The problem:
Write out the listing below word for word, from the line containing "Get bounding boxes for thumb." down to the line containing "[[243, 249, 365, 310]]", with both of those lines included. Leave the pictures out.

Given information:
····················

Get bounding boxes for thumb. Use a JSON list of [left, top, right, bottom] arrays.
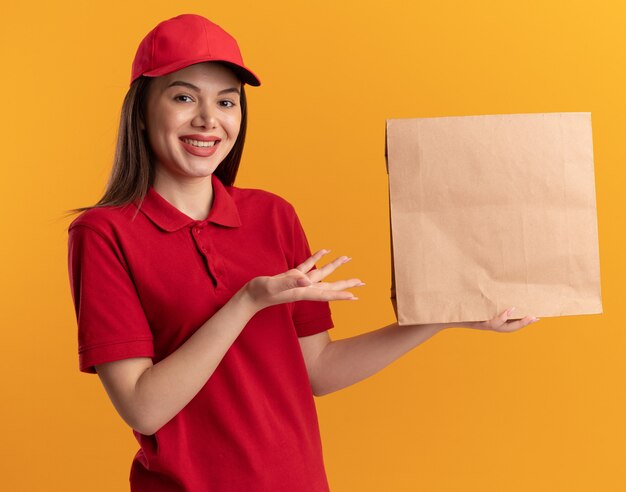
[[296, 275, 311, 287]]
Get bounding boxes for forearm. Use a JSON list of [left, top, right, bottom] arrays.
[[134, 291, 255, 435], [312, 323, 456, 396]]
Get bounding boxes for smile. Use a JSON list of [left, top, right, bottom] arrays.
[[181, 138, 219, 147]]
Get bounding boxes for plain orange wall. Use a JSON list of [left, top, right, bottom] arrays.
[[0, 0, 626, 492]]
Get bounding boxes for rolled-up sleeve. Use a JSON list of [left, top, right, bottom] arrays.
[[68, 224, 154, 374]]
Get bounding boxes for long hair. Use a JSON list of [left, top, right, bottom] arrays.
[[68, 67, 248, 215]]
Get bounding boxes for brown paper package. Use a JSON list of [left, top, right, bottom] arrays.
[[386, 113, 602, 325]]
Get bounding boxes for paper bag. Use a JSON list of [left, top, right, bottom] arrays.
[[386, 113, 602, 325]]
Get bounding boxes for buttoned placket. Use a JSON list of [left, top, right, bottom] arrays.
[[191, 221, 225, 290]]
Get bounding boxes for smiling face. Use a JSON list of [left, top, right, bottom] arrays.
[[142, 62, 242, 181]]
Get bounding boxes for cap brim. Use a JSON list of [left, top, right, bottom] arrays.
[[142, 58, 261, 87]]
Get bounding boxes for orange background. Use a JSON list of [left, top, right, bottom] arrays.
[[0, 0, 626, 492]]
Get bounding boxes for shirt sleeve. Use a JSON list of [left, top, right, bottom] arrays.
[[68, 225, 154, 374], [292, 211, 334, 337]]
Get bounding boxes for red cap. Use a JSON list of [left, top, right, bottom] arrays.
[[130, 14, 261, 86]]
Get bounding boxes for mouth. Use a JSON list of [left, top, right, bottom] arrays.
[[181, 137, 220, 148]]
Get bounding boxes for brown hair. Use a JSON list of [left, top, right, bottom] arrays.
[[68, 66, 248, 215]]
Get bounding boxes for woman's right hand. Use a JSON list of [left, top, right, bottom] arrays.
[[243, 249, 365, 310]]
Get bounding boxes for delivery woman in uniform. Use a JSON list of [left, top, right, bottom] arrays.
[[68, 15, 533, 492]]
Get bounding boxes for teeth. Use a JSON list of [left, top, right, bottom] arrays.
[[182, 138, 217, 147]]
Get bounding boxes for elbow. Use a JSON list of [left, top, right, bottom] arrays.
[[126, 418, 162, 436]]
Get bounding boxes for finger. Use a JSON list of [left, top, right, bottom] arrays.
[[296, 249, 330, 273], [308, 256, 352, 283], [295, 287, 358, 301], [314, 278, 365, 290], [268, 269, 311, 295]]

····················

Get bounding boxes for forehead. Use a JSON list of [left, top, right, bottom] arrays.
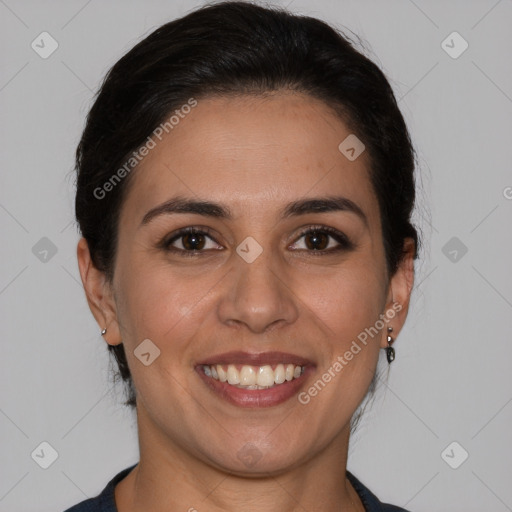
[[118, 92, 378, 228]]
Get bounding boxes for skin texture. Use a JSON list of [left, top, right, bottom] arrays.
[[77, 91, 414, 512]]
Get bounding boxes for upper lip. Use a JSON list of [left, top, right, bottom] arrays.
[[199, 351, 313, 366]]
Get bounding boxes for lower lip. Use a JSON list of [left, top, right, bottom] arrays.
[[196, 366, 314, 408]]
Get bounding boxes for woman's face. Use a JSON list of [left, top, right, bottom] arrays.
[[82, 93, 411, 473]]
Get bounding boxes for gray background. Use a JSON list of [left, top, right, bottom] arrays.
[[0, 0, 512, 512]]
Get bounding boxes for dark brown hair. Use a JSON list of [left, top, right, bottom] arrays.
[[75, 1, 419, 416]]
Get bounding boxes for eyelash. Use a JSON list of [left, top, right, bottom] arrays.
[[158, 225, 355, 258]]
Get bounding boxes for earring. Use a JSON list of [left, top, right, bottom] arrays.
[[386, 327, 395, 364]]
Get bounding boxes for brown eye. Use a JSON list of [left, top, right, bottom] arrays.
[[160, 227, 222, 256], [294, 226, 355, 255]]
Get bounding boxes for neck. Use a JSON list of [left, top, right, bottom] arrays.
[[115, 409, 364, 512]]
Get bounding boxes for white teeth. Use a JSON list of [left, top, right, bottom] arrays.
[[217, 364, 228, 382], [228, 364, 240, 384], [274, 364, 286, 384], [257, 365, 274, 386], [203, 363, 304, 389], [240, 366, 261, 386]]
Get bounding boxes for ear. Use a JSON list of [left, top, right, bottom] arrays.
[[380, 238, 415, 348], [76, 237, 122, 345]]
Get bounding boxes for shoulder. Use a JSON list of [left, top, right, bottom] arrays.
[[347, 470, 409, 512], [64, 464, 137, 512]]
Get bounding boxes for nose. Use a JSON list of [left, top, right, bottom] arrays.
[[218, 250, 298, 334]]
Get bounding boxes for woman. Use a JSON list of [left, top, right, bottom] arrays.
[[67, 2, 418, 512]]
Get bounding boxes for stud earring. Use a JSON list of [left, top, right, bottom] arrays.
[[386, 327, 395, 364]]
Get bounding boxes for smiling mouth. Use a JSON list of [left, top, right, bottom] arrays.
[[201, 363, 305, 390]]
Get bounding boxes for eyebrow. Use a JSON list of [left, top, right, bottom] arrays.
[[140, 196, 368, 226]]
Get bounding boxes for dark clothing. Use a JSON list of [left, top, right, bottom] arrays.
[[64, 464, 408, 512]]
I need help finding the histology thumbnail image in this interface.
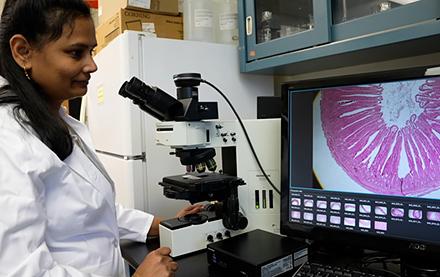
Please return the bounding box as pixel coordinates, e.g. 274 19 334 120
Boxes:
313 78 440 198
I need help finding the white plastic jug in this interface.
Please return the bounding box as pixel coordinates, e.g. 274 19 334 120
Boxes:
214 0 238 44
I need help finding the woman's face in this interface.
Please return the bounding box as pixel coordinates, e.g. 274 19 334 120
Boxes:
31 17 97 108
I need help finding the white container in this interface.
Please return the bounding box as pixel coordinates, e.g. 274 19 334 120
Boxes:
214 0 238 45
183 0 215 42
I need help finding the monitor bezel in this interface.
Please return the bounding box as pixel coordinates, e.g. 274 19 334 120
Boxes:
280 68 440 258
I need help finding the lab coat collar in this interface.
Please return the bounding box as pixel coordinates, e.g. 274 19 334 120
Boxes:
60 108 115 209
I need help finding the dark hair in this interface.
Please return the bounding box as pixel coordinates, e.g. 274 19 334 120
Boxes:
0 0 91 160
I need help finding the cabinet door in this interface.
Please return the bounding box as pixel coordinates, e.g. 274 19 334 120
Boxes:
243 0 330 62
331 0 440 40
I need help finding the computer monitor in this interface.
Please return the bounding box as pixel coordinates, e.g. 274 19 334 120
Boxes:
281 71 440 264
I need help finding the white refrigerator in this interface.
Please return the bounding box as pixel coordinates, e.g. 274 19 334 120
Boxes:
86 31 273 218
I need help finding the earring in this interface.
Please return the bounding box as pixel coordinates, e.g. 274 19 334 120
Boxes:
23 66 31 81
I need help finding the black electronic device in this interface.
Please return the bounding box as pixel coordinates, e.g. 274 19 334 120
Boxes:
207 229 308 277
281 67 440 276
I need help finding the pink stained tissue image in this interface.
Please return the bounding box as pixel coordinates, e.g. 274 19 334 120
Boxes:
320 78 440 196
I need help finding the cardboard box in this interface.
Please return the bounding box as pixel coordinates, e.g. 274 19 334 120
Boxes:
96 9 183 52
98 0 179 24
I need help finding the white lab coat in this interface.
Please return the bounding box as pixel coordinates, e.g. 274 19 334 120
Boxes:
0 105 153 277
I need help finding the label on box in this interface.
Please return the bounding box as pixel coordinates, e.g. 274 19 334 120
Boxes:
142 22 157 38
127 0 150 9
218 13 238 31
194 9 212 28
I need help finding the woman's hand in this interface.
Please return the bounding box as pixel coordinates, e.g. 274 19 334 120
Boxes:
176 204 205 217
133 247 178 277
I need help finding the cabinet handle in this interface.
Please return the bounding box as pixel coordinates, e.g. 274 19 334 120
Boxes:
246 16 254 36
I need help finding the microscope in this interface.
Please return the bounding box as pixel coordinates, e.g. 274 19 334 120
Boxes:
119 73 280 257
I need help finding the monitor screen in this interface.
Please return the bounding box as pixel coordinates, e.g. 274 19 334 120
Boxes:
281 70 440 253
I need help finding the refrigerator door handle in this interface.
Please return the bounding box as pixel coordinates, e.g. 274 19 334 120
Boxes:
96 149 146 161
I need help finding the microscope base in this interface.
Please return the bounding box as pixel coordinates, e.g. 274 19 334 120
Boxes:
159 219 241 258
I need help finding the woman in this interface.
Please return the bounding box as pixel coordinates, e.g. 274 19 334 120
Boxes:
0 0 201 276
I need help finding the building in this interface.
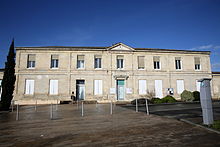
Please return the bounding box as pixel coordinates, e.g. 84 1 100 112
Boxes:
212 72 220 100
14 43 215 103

····················

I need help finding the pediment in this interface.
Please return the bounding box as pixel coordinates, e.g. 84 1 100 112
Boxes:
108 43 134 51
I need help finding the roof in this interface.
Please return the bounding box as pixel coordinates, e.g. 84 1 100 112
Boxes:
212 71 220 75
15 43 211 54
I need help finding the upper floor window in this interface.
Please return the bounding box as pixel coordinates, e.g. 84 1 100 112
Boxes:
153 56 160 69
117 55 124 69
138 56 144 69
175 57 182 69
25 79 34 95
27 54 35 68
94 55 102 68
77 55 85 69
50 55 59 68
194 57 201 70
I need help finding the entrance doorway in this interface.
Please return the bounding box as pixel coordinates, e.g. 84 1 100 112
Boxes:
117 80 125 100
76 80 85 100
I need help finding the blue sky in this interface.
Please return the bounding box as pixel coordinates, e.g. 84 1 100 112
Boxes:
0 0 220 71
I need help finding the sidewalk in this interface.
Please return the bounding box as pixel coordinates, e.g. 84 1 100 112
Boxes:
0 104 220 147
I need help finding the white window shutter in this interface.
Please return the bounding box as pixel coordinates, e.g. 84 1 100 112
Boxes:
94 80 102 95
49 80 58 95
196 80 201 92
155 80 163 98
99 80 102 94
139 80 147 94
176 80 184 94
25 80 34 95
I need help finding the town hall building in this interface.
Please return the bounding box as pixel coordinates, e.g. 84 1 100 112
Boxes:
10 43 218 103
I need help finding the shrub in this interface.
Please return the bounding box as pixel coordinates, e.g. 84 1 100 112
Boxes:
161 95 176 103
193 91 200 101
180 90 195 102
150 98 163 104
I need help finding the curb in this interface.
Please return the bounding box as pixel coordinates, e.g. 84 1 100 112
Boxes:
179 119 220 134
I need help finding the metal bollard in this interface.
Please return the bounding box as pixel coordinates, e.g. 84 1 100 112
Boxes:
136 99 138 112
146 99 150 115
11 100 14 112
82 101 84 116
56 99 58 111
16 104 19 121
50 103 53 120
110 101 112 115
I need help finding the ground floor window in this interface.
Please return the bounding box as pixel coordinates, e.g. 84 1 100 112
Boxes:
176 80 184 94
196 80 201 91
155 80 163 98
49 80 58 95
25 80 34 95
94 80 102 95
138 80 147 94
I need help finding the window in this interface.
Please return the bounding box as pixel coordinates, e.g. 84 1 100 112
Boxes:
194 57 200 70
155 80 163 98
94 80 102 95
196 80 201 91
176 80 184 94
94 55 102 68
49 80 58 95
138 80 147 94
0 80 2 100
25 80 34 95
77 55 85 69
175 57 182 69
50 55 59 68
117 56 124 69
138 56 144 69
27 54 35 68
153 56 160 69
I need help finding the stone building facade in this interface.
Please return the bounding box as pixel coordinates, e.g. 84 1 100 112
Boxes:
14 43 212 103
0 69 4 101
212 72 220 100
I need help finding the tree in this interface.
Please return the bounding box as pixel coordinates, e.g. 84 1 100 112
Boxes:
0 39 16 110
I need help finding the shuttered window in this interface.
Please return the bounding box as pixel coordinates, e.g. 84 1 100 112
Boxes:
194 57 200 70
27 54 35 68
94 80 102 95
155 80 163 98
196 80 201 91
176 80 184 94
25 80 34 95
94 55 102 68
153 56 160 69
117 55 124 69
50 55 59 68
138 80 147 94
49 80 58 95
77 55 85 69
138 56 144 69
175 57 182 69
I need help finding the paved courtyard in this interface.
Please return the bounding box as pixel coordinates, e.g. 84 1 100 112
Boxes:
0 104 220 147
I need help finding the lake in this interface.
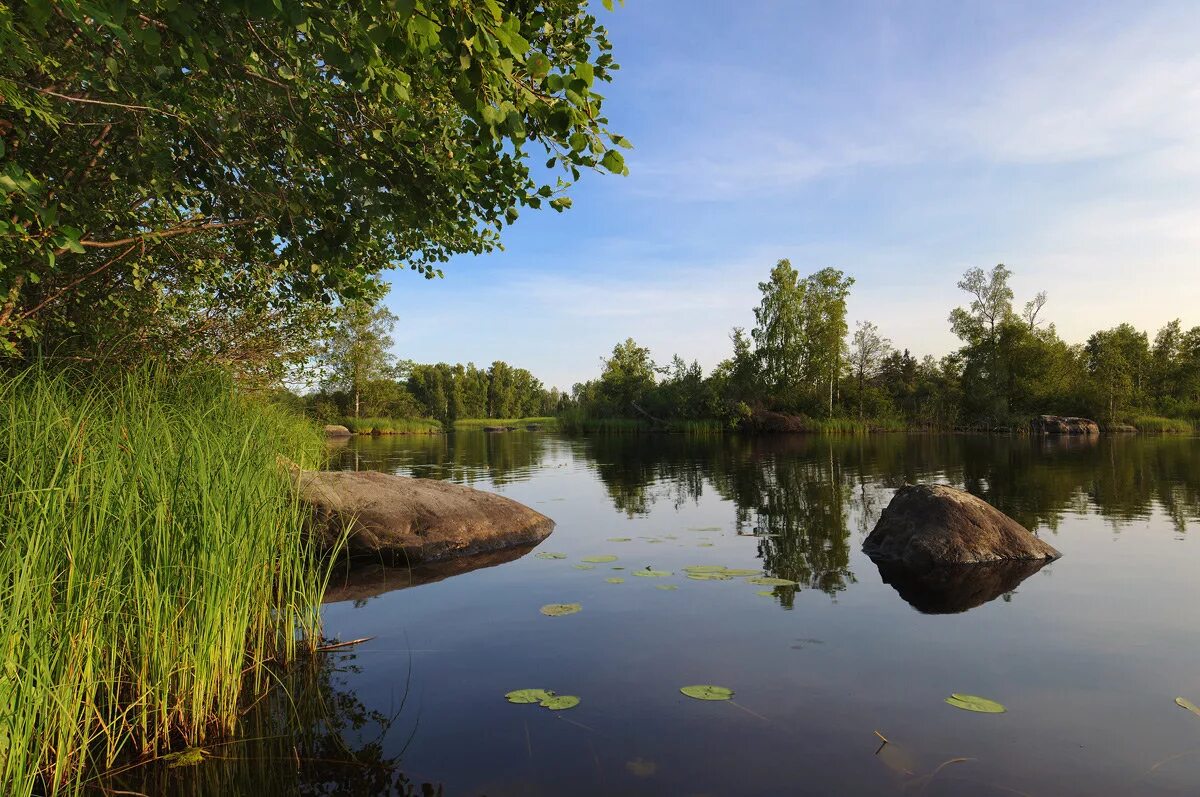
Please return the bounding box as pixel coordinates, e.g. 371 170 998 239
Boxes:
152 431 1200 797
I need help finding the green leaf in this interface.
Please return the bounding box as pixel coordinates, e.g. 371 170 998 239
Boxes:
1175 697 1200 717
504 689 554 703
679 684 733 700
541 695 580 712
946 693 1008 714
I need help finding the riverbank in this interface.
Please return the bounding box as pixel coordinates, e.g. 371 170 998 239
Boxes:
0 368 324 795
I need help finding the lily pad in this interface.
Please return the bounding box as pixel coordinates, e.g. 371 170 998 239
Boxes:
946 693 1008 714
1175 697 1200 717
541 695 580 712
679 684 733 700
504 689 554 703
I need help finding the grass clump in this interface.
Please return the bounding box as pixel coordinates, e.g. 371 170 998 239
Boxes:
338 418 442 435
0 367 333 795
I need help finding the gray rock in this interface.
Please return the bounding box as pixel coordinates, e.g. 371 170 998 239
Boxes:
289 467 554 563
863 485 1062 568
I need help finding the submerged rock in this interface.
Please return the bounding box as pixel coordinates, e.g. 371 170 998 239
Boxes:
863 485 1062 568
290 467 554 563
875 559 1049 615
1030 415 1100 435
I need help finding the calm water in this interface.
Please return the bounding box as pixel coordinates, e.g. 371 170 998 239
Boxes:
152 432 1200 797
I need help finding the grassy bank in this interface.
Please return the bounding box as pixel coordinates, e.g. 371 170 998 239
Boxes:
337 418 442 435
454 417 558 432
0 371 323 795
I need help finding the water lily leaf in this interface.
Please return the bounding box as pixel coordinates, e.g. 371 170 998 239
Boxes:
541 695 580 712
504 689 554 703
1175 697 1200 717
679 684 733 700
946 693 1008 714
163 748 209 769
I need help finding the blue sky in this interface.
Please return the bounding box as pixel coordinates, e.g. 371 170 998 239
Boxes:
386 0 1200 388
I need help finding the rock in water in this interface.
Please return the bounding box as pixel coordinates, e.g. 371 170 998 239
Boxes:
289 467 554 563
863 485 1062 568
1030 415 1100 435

····················

Task response:
Get bounding boxes for thumb. Use a JSON list of [left, top, right, bottom] arrays.
[[296, 275, 311, 287]]
Get bounding boxes for forearm. Use a JSON list of [left, top, right, bottom] arrays.
[[134, 291, 255, 435], [312, 323, 456, 396]]
Get bounding boxes for smile. Use a JSON list of [left, top, right, bottom] arrays.
[[181, 138, 219, 147]]
Get bounding boxes for plain orange wall. Use a JSON list of [left, top, right, bottom] arrays.
[[0, 0, 626, 492]]
Get bounding boxes for rolled-up sleeve. Use a JSON list of [left, top, right, bottom] arrays.
[[68, 224, 154, 374]]
Get bounding boxes for long hair. Use a JSON list of [left, top, right, bottom] arrays.
[[68, 67, 248, 215]]
Get bounding boxes for brown paper package. Use a JSON list of [left, top, right, bottom] arrays.
[[386, 113, 602, 325]]
Get bounding boxes for paper bag. Use a JSON list of [left, top, right, bottom] arrays.
[[386, 113, 602, 325]]
Get bounding boxes for buttoned placket. Use a JSON list of [left, top, right, bottom] arrays.
[[191, 221, 225, 290]]
Get bounding boxes for smiling face. Use a JSON list of [left, top, right, bottom] arrays.
[[142, 62, 242, 181]]
Get bounding boxes for cap brim. Use a JSON list of [left, top, right, bottom] arrays.
[[142, 58, 261, 87]]
Get bounding boxes for orange background. Use a JSON list of [left, top, right, bottom] arrays.
[[0, 0, 626, 492]]
Get bounding boxes for shirt sleeve. Use a JSON list of [left, top, right, bottom] arrays.
[[68, 225, 154, 374], [292, 211, 334, 337]]
Get bounding boxes for red cap. Use a JSON list of [left, top, right, bottom] arrays.
[[130, 14, 261, 86]]
Get bounding boxes for mouth. Use a JSON list of [left, top, right, bottom] arrays.
[[181, 137, 220, 148]]
Get bounding boxes for brown hair. Use a JSON list of [left, top, right, bottom] arrays.
[[68, 66, 248, 215]]
Get bounding boxes for woman's right hand. Use a JSON list of [left, top, right, bottom] arrays.
[[243, 249, 365, 310]]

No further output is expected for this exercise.